— Data under study —
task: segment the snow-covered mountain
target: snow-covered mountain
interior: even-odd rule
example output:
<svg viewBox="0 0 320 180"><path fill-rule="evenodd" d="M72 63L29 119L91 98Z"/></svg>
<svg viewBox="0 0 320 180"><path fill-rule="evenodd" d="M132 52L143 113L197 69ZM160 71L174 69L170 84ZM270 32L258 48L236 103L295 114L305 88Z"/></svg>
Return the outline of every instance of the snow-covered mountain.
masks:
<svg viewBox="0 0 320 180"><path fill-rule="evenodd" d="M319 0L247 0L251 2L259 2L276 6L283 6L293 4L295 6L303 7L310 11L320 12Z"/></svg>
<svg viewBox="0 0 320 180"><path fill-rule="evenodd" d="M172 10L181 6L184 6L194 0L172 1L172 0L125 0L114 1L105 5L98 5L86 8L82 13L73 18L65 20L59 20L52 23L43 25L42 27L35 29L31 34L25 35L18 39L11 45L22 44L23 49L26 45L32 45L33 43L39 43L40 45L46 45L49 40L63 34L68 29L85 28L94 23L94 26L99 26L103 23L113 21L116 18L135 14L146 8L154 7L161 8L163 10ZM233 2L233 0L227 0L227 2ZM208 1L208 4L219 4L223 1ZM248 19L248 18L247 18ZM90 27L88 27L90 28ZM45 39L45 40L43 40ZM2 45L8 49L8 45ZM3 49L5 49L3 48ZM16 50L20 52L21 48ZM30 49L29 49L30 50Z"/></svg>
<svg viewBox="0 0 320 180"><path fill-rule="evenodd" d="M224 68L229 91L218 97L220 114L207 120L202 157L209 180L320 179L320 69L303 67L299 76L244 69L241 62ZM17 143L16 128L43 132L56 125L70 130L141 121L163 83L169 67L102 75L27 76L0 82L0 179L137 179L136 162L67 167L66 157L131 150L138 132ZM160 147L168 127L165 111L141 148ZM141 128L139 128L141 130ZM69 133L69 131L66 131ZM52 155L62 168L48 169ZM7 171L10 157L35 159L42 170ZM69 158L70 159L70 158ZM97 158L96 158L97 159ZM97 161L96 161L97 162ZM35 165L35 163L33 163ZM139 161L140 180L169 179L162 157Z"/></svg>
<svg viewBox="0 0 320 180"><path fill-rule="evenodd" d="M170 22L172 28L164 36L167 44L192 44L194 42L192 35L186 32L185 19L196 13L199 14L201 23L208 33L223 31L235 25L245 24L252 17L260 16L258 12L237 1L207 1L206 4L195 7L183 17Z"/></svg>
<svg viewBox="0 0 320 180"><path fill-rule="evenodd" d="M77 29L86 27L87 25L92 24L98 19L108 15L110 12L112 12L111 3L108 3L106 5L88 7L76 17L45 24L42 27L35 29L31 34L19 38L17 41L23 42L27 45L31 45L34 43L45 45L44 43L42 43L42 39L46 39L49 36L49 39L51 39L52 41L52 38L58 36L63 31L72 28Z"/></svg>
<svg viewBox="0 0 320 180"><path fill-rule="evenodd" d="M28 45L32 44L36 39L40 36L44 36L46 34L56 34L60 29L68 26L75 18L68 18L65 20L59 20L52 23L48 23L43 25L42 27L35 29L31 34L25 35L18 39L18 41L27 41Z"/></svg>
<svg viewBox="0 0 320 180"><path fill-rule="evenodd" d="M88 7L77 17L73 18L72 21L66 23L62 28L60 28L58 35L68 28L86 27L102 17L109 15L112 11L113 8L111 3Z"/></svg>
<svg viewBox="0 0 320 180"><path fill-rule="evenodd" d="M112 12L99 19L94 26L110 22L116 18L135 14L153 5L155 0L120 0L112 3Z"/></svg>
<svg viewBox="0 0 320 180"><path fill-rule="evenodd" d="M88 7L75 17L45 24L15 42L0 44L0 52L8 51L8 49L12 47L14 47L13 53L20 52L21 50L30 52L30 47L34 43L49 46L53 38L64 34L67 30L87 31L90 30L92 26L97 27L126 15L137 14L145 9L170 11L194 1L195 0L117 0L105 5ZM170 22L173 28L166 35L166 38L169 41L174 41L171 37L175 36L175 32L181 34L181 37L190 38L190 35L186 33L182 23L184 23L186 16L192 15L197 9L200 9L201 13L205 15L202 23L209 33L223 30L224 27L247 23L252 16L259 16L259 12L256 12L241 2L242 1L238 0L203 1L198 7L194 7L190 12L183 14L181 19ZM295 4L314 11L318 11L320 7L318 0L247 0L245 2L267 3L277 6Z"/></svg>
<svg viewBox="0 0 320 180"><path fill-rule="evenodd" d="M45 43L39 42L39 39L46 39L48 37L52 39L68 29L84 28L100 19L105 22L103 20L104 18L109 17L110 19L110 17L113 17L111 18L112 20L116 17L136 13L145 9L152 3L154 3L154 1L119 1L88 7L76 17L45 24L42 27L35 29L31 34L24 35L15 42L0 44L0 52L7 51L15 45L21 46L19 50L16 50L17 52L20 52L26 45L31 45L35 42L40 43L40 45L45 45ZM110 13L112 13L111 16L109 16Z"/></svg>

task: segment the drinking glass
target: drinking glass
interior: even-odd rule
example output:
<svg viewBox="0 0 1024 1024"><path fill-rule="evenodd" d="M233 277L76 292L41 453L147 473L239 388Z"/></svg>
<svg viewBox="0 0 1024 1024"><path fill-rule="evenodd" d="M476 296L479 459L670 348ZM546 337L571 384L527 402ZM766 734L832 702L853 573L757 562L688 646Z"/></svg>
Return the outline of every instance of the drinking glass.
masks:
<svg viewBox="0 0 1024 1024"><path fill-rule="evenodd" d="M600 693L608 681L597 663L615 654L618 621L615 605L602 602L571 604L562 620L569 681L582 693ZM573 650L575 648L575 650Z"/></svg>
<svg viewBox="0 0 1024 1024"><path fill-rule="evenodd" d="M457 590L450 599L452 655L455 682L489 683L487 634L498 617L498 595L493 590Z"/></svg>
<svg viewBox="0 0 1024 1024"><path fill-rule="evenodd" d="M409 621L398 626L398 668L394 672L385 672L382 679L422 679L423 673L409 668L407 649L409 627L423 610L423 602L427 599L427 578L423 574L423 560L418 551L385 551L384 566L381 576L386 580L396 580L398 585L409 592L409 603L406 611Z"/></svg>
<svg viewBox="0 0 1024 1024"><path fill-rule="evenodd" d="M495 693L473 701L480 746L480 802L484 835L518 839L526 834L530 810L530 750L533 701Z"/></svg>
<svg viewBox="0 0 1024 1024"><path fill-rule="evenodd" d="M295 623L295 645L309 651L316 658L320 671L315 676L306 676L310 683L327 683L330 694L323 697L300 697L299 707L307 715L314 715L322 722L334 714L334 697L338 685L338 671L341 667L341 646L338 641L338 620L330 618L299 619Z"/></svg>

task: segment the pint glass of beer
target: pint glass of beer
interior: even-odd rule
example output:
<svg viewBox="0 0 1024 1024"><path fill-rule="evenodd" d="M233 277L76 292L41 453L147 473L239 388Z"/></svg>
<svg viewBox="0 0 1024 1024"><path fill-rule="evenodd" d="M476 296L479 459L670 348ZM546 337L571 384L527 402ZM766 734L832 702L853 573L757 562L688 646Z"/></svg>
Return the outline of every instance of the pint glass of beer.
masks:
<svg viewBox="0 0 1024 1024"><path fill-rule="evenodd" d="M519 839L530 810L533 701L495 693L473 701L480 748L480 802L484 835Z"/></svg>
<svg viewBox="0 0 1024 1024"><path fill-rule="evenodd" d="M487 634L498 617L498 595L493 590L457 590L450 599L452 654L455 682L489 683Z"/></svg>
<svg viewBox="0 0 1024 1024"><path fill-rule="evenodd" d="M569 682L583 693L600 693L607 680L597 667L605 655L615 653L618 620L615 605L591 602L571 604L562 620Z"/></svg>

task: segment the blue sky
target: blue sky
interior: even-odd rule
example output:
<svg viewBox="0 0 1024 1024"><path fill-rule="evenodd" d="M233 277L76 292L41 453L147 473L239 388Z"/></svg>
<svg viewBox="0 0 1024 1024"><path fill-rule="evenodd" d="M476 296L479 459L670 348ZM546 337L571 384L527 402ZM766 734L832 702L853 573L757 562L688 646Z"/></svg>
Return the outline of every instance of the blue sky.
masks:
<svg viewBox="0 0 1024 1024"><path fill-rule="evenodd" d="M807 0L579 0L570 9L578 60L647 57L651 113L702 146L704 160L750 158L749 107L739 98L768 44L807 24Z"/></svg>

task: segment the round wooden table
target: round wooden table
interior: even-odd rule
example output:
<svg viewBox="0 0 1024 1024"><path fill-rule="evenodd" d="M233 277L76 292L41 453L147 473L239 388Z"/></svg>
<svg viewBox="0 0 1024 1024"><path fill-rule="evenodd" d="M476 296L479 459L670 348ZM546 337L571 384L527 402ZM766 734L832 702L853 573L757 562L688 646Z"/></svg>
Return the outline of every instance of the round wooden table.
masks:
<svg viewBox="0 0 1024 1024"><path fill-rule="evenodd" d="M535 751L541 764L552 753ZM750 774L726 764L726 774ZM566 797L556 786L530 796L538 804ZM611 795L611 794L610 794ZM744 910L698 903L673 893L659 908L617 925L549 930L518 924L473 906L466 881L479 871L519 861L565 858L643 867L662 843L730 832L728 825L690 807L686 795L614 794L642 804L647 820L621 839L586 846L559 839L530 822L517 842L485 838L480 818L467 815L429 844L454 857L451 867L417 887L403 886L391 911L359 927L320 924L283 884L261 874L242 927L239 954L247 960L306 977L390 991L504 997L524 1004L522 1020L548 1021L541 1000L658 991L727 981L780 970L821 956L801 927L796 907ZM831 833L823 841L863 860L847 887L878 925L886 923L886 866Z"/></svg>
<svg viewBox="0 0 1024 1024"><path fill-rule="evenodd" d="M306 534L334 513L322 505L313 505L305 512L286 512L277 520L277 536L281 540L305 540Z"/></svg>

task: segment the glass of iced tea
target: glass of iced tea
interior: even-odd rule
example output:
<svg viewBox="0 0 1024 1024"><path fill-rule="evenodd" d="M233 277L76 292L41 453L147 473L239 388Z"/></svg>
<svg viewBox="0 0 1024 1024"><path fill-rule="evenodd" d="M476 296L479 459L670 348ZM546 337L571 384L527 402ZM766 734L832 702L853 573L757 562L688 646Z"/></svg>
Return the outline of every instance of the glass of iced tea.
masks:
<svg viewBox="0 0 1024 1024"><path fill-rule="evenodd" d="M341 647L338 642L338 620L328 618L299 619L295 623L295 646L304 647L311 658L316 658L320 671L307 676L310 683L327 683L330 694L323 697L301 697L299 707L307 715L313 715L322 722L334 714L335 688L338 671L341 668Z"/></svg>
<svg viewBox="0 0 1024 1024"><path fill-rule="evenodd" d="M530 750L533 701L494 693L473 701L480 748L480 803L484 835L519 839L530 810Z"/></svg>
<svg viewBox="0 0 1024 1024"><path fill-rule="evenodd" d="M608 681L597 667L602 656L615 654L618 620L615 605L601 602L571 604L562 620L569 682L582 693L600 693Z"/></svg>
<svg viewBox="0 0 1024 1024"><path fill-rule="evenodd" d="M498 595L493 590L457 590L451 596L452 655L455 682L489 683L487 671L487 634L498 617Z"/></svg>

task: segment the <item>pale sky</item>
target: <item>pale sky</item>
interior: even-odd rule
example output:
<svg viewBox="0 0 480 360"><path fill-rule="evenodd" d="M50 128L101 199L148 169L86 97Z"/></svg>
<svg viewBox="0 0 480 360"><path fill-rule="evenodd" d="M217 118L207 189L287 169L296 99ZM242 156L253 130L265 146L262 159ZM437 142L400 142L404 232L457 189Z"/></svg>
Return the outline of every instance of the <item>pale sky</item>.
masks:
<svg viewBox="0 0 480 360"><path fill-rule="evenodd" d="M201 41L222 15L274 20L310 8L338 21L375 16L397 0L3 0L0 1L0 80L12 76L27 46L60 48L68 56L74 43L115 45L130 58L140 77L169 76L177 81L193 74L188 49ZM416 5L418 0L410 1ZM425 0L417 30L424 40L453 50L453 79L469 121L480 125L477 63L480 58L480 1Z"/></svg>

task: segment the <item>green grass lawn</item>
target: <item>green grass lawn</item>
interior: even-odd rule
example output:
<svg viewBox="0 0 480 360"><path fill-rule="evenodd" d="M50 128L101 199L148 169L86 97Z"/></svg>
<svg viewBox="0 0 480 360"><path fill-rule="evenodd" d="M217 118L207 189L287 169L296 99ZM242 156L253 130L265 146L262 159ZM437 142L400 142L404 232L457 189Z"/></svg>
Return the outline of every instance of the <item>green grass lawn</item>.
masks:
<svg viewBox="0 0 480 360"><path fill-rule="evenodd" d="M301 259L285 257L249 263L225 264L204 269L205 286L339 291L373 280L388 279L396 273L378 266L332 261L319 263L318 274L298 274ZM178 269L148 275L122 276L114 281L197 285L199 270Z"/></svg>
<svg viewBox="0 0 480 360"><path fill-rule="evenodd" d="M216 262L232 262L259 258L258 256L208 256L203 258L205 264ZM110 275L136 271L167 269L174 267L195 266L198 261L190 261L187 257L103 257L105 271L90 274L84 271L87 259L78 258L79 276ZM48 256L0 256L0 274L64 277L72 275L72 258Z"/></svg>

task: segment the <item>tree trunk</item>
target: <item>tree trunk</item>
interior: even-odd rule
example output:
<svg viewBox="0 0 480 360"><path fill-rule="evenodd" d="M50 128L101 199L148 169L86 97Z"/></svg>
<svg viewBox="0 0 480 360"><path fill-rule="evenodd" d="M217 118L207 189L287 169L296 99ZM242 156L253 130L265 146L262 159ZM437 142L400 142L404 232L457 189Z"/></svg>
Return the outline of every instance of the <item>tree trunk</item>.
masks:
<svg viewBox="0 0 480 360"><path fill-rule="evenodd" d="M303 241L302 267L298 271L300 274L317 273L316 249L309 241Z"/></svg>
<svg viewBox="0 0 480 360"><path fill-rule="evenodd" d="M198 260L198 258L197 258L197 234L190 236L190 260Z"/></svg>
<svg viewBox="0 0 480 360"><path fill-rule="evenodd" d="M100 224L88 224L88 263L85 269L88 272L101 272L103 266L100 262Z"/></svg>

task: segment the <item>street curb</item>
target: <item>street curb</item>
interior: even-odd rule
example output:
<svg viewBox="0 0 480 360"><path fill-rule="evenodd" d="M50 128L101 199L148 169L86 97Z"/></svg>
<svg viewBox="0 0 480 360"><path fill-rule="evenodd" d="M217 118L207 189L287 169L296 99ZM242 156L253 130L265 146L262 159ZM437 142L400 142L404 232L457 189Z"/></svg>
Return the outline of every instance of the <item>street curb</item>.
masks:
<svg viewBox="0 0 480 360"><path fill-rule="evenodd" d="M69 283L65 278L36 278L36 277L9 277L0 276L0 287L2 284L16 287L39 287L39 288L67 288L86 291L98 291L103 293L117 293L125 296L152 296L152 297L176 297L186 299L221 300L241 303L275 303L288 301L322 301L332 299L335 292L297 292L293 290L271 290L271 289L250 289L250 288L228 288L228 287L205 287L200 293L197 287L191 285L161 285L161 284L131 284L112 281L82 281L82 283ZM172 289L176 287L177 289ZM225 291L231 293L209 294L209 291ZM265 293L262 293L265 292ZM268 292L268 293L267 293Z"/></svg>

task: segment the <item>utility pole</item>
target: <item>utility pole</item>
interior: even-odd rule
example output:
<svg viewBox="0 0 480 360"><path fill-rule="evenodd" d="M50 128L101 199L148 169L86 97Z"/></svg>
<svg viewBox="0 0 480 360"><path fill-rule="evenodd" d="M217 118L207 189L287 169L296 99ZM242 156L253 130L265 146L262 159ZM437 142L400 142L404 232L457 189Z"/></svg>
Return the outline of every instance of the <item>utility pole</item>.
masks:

— Work to be completed —
Line by line, check the data above for the word "wooden" and state how many lines contain it. Give only the number.

— Your response —
3